* begin Data section *
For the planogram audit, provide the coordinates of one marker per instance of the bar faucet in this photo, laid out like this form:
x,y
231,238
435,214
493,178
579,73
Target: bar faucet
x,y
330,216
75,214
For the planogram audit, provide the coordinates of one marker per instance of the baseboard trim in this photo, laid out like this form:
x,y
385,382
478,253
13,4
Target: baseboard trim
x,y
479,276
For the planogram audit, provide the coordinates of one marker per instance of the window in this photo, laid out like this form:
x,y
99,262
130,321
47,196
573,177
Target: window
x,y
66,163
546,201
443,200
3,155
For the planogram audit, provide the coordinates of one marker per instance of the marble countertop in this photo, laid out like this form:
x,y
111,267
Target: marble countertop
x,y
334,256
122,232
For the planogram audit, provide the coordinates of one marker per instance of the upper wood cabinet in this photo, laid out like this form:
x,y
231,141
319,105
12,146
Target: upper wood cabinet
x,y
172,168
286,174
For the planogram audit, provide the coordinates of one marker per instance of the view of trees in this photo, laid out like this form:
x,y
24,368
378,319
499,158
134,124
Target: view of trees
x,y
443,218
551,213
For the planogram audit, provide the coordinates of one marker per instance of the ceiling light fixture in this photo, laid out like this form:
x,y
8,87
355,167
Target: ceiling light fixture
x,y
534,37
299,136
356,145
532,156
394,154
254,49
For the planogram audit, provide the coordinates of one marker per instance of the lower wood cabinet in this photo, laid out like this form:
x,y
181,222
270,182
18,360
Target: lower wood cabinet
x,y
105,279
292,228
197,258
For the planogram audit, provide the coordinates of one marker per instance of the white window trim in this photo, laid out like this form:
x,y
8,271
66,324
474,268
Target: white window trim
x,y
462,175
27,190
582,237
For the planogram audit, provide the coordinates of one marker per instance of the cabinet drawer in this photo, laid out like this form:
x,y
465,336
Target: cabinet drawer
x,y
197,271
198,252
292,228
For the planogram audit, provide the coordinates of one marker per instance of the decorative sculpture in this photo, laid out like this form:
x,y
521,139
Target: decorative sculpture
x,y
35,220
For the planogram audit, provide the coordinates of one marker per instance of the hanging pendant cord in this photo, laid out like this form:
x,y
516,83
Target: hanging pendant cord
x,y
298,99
* end Data section *
▸ **Goal**
Can you lay out the stretch of the records above, from the line containing "of the hanging" through the end of the records, as a JSON list of strings with one string per line and blank lines left out?

▸ **Written response**
[
  "For the planogram audit, provide the coordinates of one marker per instance of the hanging pendant cord in this photo, laid out like this form:",
  "x,y",
  "516,83",
  "Target: hanging pendant cord",
  "x,y",
  "298,99"
]